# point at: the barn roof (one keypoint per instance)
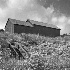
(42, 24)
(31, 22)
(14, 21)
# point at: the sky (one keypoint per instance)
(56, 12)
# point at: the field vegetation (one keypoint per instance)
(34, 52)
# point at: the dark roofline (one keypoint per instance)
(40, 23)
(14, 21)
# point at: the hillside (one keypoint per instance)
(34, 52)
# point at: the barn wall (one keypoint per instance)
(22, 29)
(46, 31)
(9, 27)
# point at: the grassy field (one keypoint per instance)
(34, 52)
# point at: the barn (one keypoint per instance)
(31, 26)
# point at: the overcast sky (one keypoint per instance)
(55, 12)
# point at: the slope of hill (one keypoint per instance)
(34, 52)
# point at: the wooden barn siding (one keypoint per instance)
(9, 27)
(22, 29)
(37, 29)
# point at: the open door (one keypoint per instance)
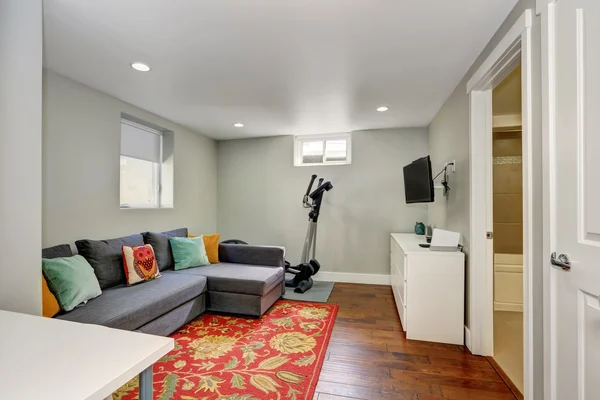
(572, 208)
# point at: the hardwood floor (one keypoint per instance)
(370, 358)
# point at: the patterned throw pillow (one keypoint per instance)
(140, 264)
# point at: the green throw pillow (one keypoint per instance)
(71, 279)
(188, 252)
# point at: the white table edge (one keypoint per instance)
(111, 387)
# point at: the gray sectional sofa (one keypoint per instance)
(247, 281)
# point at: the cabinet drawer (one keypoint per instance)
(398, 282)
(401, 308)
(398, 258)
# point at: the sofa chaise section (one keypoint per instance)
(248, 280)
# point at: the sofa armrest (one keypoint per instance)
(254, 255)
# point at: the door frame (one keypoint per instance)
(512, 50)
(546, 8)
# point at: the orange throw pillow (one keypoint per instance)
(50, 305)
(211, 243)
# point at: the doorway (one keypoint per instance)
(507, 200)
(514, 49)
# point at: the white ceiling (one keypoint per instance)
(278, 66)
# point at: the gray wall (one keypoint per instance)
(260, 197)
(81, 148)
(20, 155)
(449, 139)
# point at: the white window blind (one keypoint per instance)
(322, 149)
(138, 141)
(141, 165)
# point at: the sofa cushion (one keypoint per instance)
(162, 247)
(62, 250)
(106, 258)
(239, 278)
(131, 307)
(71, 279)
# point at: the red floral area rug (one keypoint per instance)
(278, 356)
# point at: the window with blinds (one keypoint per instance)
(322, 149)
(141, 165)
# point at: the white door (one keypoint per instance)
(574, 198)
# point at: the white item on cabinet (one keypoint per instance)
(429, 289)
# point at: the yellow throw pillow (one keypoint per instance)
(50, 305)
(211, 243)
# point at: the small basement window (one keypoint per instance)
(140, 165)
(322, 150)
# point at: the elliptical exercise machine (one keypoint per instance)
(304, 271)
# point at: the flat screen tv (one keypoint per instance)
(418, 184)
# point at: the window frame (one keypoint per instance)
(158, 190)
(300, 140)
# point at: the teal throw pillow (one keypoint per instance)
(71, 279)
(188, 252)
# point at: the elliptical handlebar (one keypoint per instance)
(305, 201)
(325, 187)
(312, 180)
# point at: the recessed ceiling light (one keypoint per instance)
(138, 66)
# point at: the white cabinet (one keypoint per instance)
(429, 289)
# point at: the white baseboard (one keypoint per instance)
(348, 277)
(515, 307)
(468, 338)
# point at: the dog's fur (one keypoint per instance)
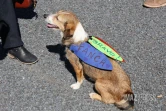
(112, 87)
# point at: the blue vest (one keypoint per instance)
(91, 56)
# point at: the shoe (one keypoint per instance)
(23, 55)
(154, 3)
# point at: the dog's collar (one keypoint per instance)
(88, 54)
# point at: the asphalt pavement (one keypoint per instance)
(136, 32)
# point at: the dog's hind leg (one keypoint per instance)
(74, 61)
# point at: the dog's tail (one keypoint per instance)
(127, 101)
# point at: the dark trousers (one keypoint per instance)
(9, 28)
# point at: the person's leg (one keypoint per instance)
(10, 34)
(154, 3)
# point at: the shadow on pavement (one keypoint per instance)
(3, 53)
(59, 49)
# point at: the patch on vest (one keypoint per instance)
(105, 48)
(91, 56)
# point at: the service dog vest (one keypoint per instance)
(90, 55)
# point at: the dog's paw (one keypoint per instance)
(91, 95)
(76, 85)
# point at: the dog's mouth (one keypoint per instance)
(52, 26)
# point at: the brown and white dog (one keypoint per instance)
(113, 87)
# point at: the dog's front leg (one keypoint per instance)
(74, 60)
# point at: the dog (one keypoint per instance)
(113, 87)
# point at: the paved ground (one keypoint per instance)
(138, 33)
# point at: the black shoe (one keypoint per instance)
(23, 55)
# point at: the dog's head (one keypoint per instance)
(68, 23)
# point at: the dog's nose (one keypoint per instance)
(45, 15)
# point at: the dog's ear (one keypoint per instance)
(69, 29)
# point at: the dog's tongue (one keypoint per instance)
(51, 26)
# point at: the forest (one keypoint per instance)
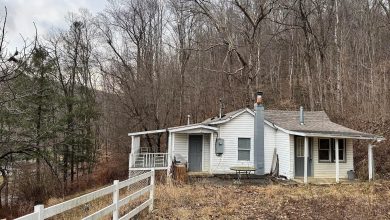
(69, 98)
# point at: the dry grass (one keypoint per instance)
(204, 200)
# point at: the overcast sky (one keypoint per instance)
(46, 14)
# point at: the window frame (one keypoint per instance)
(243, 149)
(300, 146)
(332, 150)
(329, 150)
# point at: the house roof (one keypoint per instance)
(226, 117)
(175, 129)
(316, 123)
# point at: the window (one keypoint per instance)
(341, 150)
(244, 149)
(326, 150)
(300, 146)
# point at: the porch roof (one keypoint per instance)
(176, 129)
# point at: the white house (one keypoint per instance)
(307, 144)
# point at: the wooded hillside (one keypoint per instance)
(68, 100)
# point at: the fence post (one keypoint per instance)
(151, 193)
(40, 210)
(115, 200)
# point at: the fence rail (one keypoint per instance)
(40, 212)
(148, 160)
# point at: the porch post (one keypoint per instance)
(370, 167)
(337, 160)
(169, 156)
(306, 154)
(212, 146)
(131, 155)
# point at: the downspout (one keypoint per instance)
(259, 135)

********

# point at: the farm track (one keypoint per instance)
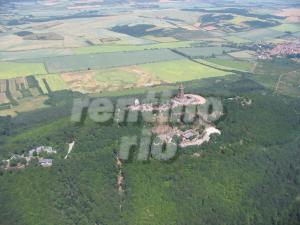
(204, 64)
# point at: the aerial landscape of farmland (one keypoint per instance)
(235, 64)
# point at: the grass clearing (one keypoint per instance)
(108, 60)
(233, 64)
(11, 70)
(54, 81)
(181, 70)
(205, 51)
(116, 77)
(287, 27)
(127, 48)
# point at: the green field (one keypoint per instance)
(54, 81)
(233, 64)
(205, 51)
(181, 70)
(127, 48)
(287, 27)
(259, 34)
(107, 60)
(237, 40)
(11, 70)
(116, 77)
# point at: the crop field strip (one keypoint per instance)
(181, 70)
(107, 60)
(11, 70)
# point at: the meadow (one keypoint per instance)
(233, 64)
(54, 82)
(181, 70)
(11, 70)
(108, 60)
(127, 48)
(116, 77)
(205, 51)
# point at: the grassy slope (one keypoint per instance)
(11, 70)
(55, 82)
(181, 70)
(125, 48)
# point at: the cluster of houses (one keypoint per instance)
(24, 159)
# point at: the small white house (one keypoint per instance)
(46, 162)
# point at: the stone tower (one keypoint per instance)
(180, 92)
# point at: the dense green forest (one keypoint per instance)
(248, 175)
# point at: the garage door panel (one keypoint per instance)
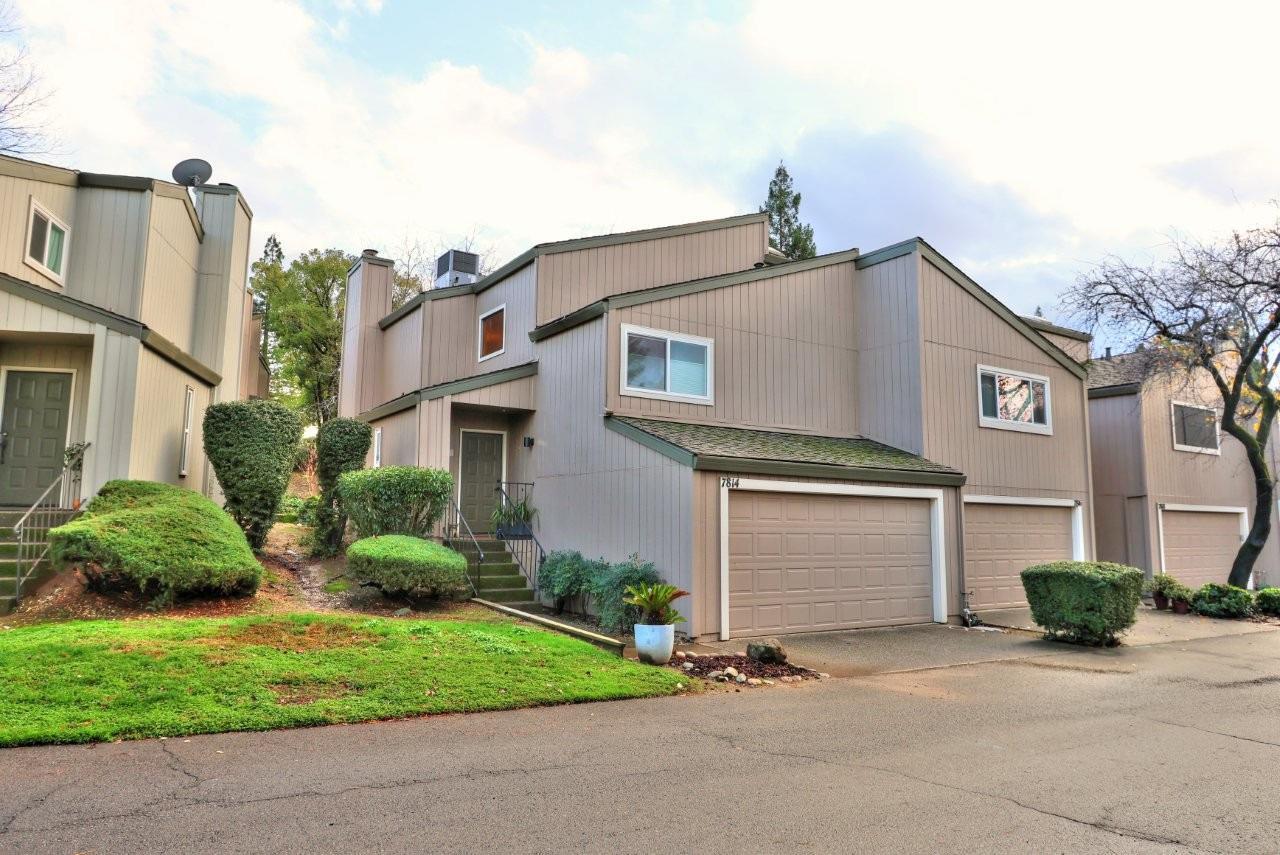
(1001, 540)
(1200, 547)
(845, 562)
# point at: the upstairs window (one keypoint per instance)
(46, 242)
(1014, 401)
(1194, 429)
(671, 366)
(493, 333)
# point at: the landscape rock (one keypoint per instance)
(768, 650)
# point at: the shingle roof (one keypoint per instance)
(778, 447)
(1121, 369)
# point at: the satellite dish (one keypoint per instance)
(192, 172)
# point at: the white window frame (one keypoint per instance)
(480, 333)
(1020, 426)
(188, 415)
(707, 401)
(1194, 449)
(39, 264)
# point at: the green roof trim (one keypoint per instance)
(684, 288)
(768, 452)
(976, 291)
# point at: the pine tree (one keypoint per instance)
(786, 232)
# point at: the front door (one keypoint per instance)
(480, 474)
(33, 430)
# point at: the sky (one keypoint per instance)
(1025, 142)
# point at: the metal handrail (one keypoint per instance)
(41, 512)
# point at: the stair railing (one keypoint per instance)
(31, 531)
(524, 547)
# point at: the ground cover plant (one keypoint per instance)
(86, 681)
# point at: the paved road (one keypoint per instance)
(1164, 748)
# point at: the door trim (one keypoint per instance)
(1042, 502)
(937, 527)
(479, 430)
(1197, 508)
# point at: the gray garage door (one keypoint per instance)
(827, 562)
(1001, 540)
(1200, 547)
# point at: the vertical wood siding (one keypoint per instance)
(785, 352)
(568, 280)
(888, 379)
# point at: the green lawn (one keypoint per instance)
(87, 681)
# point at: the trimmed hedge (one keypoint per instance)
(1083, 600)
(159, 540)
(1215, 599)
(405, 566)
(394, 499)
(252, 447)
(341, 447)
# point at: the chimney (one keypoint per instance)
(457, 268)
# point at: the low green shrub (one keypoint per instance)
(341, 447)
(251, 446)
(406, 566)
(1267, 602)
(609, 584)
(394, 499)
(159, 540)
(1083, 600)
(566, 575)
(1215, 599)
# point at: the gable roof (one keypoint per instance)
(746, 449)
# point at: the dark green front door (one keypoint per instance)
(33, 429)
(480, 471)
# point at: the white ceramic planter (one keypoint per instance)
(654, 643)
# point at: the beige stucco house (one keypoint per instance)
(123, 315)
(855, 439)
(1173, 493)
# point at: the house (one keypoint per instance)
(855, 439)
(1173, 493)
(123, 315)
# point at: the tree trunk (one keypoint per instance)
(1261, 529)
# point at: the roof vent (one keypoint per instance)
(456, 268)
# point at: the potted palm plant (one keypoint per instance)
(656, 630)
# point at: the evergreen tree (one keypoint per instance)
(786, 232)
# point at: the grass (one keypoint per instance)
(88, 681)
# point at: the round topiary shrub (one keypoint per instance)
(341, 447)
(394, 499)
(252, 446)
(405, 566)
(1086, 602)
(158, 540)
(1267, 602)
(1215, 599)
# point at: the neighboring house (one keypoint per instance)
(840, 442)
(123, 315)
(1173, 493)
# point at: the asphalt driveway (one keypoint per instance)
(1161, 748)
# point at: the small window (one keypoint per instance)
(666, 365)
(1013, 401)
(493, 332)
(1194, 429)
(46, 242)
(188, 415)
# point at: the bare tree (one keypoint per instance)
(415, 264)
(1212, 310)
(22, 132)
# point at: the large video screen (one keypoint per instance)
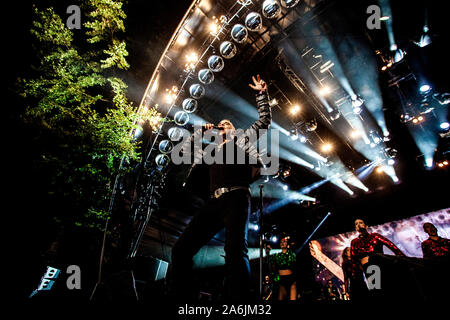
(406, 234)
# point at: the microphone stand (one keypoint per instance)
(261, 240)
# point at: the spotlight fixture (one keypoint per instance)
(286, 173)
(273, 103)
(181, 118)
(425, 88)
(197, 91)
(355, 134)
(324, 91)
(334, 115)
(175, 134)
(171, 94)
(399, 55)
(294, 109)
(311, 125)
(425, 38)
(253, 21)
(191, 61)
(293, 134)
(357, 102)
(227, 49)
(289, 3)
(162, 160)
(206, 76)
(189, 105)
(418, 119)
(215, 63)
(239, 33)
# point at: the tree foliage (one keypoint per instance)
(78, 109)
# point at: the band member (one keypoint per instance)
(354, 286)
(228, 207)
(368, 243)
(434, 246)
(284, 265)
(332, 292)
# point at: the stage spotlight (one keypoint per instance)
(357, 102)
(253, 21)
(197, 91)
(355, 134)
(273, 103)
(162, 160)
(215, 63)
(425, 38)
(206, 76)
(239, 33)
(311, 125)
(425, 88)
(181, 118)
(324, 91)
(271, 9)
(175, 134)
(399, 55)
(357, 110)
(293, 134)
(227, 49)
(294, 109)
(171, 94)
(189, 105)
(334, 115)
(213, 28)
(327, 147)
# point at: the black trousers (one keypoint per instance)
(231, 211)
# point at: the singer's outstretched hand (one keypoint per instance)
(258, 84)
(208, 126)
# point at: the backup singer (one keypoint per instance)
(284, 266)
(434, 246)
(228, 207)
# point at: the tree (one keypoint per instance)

********

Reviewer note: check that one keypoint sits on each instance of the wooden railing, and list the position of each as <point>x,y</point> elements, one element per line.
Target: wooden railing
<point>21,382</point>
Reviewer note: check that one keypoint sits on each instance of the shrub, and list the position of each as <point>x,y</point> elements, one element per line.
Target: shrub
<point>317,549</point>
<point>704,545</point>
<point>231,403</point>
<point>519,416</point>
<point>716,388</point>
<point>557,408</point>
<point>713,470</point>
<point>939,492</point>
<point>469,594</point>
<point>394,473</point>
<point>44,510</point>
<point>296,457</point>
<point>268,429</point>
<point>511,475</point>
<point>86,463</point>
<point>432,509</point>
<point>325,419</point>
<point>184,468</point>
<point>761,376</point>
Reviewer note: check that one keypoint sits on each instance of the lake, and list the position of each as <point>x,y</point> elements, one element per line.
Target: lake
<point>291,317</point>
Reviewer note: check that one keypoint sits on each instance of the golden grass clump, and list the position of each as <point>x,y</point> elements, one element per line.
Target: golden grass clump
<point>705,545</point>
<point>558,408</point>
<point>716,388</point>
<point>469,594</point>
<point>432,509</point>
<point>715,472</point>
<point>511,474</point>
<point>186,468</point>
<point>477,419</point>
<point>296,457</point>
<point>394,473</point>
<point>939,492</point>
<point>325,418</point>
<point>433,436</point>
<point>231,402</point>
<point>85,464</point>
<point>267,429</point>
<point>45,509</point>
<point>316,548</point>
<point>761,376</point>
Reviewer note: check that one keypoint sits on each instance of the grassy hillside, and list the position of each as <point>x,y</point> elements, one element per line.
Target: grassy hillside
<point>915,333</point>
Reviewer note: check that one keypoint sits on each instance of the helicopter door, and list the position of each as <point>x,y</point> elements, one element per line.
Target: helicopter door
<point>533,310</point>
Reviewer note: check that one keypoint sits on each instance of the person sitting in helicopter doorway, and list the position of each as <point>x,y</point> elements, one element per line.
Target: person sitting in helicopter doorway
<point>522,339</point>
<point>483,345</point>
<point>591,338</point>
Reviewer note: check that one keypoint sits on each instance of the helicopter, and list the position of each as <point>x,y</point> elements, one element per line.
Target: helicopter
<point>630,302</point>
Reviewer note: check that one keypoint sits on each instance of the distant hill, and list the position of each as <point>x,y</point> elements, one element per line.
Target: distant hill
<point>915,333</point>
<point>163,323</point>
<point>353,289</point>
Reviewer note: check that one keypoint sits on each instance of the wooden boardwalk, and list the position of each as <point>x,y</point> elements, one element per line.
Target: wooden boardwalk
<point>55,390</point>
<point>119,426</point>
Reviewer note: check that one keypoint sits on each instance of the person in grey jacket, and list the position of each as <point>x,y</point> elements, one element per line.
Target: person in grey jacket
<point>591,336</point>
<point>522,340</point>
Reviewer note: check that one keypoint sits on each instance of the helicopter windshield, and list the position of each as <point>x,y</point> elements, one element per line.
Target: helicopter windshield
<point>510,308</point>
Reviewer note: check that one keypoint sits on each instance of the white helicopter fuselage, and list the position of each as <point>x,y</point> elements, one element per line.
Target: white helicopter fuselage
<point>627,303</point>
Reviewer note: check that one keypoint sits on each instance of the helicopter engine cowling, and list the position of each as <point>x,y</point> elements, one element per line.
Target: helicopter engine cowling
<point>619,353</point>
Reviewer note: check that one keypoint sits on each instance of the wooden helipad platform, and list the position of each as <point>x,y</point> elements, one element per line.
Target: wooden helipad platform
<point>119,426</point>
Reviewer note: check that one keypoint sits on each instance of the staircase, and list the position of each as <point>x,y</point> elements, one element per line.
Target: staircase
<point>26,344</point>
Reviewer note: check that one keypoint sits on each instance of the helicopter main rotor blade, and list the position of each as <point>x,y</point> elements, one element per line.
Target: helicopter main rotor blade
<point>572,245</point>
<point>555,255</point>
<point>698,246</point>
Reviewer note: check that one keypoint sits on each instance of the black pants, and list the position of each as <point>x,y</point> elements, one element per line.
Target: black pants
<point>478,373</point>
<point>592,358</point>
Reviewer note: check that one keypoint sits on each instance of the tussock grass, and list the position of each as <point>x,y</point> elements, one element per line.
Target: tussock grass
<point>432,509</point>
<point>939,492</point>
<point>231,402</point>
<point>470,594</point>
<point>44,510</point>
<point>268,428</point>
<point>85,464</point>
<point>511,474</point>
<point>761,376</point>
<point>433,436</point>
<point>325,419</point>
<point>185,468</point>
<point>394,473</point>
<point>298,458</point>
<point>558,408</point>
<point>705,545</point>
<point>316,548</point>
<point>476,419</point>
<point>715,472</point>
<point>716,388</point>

********

Everything in the material above from the line that has "helicopter windshield, and" through the line that has "of the white" must be duplicated exactly, with no other lines given.

__Problem solution__:
Reviewer note: check that one keypoint sits on each instance of the helicopter windshield, and list the position of each as <point>x,y</point> elements, one element per line.
Target: helicopter windshield
<point>510,308</point>
Reviewer note: check that one keypoint sits on each instance of the white helicopter fuselage, and list the position of each as <point>x,y</point> elements, one element per line.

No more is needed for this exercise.